Collected data
"""

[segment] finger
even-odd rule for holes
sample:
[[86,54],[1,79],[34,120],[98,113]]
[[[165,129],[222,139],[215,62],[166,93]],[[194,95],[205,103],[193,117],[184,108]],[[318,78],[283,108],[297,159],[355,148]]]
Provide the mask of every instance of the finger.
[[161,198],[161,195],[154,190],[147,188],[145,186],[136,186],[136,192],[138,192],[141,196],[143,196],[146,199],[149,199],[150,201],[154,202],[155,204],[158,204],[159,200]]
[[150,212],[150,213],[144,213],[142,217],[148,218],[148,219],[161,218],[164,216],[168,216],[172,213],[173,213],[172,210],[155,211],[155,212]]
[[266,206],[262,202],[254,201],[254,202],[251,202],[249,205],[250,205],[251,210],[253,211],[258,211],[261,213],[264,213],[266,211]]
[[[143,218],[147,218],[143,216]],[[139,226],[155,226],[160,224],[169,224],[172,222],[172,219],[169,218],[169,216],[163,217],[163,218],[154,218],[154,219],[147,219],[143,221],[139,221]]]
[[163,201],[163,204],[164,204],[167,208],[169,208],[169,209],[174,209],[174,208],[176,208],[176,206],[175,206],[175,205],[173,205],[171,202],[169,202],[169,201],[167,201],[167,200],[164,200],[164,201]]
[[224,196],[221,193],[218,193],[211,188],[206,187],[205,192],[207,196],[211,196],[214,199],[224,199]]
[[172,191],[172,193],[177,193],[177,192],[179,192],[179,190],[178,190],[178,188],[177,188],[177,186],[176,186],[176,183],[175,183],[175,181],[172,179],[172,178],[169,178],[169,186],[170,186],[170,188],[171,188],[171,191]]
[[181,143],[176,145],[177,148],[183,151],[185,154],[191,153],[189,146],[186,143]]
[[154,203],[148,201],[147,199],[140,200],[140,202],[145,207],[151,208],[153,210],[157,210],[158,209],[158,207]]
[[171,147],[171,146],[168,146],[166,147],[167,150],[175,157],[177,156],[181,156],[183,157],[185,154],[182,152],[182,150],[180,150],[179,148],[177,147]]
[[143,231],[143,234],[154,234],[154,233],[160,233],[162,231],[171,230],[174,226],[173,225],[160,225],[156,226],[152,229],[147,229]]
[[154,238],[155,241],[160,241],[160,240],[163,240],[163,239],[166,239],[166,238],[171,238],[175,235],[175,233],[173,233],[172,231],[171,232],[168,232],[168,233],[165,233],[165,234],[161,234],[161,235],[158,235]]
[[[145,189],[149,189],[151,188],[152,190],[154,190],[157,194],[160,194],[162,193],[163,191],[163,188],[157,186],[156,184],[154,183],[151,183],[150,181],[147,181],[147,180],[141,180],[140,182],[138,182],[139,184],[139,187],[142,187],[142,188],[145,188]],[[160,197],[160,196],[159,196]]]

"""

_Assignment_. Could you reproduce every entry above exactly as written?

_Reply_.
[segment] finger
even-odd rule for holes
sample:
[[86,54],[1,79],[34,120],[98,113]]
[[[165,129],[222,139],[215,62],[166,93]],[[194,95],[205,103],[193,117],[184,108]],[[318,78],[283,108],[297,159],[355,148]]]
Provide the mask of every instance of the finger.
[[161,198],[161,195],[154,190],[147,188],[145,186],[136,186],[136,192],[138,192],[141,196],[143,196],[146,199],[149,199],[150,201],[154,202],[155,204],[158,204],[159,200]]
[[150,212],[150,213],[144,213],[142,217],[148,218],[148,219],[161,218],[164,216],[168,216],[172,213],[173,213],[172,210],[155,211],[155,212]]
[[266,206],[262,202],[254,201],[254,202],[251,202],[249,205],[250,205],[251,210],[253,211],[258,211],[261,213],[264,213],[266,211]]
[[[143,218],[147,218],[143,216]],[[139,226],[155,226],[160,224],[169,224],[172,222],[172,219],[169,218],[169,216],[163,217],[163,218],[154,218],[154,219],[147,219],[143,221],[139,221]]]
[[163,201],[163,204],[164,204],[167,208],[169,208],[169,209],[174,209],[174,208],[176,208],[176,206],[175,206],[175,205],[173,205],[171,202],[169,202],[169,201],[167,201],[167,200],[164,200],[164,201]]
[[224,196],[221,193],[218,193],[211,188],[206,187],[205,192],[207,196],[211,196],[214,199],[224,199]]
[[172,191],[172,193],[177,193],[177,192],[179,192],[179,190],[178,190],[178,188],[177,188],[177,186],[176,186],[176,183],[175,183],[175,181],[172,179],[172,178],[169,178],[169,186],[170,186],[170,188],[171,188],[171,191]]
[[181,143],[176,145],[177,148],[183,151],[185,154],[191,153],[189,146],[186,143]]
[[154,203],[148,201],[147,199],[140,200],[140,202],[145,207],[151,208],[153,210],[157,210],[158,209],[158,207]]
[[171,147],[171,146],[168,146],[166,147],[167,150],[175,157],[177,156],[181,156],[183,157],[185,154],[182,152],[182,150],[180,150],[179,148],[177,147]]
[[143,231],[143,234],[154,234],[154,233],[160,233],[162,231],[171,230],[174,226],[173,225],[160,225],[156,226],[152,229],[147,229]]
[[154,238],[155,241],[160,241],[160,240],[163,240],[163,239],[166,239],[166,238],[171,238],[175,235],[175,233],[173,233],[172,231],[171,232],[168,232],[168,233],[165,233],[165,234],[161,234],[161,235],[158,235]]
[[[145,189],[149,189],[151,188],[152,190],[154,190],[157,194],[160,194],[162,193],[163,191],[163,188],[157,186],[156,184],[154,183],[151,183],[150,181],[147,181],[147,180],[141,180],[140,182],[138,182],[139,184],[139,187],[142,187],[142,188],[145,188]],[[160,197],[160,196],[159,196]]]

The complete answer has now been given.